#### Data for this task

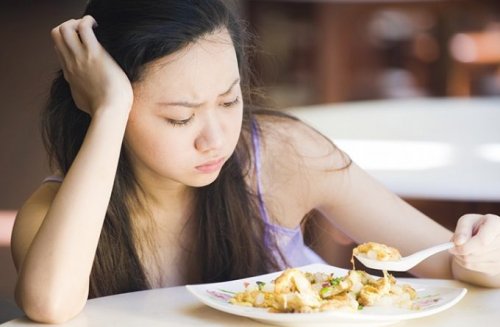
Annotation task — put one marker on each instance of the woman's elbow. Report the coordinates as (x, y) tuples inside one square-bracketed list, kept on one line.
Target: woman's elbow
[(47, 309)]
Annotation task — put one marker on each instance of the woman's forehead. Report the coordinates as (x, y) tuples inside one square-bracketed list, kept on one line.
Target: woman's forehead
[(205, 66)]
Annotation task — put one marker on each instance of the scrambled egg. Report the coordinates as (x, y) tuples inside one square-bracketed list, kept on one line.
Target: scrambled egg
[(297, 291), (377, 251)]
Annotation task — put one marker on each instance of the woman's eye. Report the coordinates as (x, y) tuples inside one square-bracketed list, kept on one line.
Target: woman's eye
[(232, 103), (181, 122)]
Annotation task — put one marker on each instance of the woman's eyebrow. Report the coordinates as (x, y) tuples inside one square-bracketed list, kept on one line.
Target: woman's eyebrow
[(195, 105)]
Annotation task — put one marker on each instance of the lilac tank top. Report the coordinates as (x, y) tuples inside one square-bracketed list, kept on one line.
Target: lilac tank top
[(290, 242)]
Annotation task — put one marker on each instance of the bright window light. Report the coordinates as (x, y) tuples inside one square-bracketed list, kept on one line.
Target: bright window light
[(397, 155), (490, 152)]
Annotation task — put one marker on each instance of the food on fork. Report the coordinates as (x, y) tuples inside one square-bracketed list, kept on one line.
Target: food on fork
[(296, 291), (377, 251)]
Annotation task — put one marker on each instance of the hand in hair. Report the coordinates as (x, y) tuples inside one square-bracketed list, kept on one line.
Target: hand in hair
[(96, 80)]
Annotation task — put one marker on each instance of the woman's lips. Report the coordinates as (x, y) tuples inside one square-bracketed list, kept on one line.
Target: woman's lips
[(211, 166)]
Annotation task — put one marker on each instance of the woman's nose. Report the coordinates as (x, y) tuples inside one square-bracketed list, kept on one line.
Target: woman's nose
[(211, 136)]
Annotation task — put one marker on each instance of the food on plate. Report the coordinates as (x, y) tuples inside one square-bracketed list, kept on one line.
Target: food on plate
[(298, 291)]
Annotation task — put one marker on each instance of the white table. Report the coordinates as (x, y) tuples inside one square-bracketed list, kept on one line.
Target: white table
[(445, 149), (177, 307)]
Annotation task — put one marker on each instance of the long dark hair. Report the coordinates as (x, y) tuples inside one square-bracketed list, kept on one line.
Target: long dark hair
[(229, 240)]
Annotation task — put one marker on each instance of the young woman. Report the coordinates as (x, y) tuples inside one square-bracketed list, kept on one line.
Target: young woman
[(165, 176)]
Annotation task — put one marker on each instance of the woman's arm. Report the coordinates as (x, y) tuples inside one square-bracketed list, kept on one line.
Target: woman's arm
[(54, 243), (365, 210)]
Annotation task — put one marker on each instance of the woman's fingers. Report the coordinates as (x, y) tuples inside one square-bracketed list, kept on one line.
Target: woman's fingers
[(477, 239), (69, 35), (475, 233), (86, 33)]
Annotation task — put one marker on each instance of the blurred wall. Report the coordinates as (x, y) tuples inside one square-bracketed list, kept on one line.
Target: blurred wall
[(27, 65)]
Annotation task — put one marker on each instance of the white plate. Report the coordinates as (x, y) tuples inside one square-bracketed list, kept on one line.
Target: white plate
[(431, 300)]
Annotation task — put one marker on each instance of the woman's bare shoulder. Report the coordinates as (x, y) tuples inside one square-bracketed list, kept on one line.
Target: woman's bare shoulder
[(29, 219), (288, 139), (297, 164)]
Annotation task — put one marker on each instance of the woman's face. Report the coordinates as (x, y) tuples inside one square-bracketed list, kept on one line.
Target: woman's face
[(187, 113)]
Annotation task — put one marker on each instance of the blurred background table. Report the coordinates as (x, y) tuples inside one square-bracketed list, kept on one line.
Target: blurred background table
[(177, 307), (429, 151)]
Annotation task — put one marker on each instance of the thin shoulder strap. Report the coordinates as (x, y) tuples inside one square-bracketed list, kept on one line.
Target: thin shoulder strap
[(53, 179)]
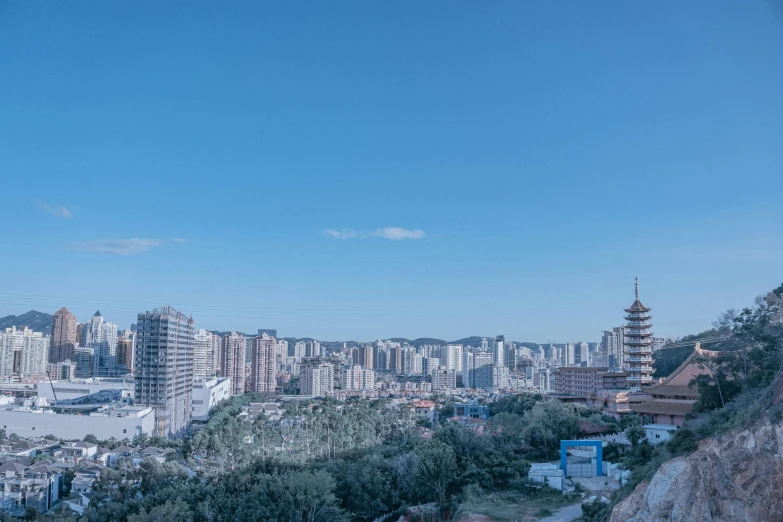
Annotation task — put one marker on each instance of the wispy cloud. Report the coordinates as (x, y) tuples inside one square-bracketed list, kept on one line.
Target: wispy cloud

#### Work task
The reply must hold each line of the records verbatim and no pictures.

#### Answer section
Annotation task — put one marker on each instance of the woman's elbow. Report the coordinates as (x, y) tuples inside one square-bracketed list, kept on one line.
Target: woman's elbow
[(47, 309)]
Annotation task — put one marker on each instance of the woman's forehead. Report the coordinates as (x, y) tuples inside one square-bracketed list, kept on one line.
Target: woman's forehead
[(205, 66)]
Annotation task — put one marker on each instance of the scrambled egg. Report the coordinates as (x, y) tuples inside one square-bracketed list, kept on one line.
Target: scrambled egg
[(297, 291), (377, 251)]
Annotation task — put one marker on each instance of the woman's eye. Report the coordinates as (x, y) tuples inside one square-bracketed list, kept on one line.
Target: woman's eye
[(232, 103), (181, 122)]
Annotation task — put one marker on each instance of the woman's eyebrow. Report the coordinates as (x, y) tuples inside one square-bracketed list, kept on one line.
Target: woman's eyebrow
[(195, 105)]
Annotation task — put one marker on each instance of the lilac tank top. Report the coordinates as (x, y) tuples inside one square-bracketed list, kept on one line.
Target: lilac tank top
[(290, 242)]
Annotation task — put one marker on each instance of the bright window light. Report the coordinates as (x, y) tuples inside one square-bracketed list, kept on one line.
Target: bright window light
[(397, 155), (490, 152)]
Annotation task — put one marker on each instance of the food on fork. Report the coordinates as (x, y) tuples inside one square-bracketed list, kept on one line.
Target: food on fork
[(296, 291), (377, 251)]
Annotation task — put one marker on each instance of the hand in hair. Report the coordinates as (x, y) tuples inside one square-bracketed list, kept on one line.
Target: hand in hair
[(96, 80)]
Annotation task — put one marker on each instance of the woman's lips. Report the coordinates as (x, y) tuples inside one square-bracketed list, kept on one line.
Target: woman's lips
[(211, 166)]
Annotation task — put one marker on each instance of the woman's nose. Report the coordinates as (x, y) tuples inside one square-bracketed list, kept on one line.
Target: woman's nose
[(211, 136)]
Annotation task — put one marker on each instance of the food on plate. Report the coordinates as (x, y) tuples inside one square-bracketed list, kept on one line.
Target: food on plate
[(298, 291)]
Annotation task — put one marker on each instance of the white table. Report the coordinates as (x, y) tuples inside one square-bracketed list, kept on one line.
Target: white table
[(445, 149), (177, 307)]
Annotation task — put one marker on each instance of the long dark hair. Report the coordinates as (x, y) tuples inside one square-bracketed list, kept on one line.
Target: long dark hair
[(229, 240)]
Annotation task — put one marker on each instance of the young woman. Report the coordinates as (x, y) tuples inside one square-bracketed list, kept on one line.
Target: young woman
[(165, 176)]
Annotation task — put one marker on each instance of the woman's arm. Report the coordinates as (x, y) tuples inside one square-bracketed list, kept on one line.
Target: woman's arm
[(54, 243), (365, 210)]
Annotation task — put one marker on each instance of the woman's fingers. Report the coordinates as (x, y) tuples inside one square-bracketed list, kept on one line.
Target: woman's fingers
[(477, 239), (69, 35), (475, 233), (86, 33)]
Annotation task — put one marker on each instance of the blurred wall. Report the coordinates as (x, y) tuples inside one square-bracketed list, kept on one line.
Target: blurred wall
[(27, 65)]
Annotation task — put one marker on each instance of the white plate. Report the coordinates as (x, y) tuples inside one square-bracketed list, kept on one line.
Target: white plate
[(431, 300)]
Annotation task — put one marker on each instance of the woman's bare shoulder. Report the coordinates as (x, y) tuples inside one square-bracketed list, kept on one line.
Target: woman's bare shoulder
[(29, 219), (288, 139), (297, 164)]
Annotation task — put one marker on each instance of the woman's face. Report the coordinates as (x, y) tuples inside one square-bracketed list, kept on one line.
Target: woman's face
[(187, 113)]
Annotation task — put one marker on each instance of the blurred background table. Report the coordinates as (x, y) tuples inside one square-bracketed list, kept on one line.
Target: blurred background table
[(177, 307), (429, 151)]
Annotation task — put one marker on each instance of the thin shoulder strap. Report the coordinates as (x, y) tuples inside one square-bracketed list, kept on one line.
Target: thin shoulder strap
[(53, 179)]
Annotation task — put one marker on each instance of the wispy cloud. Report the coordinates as (x, y) tuples inside one square-bracketed list, kept on one line.
Target: wispy cloud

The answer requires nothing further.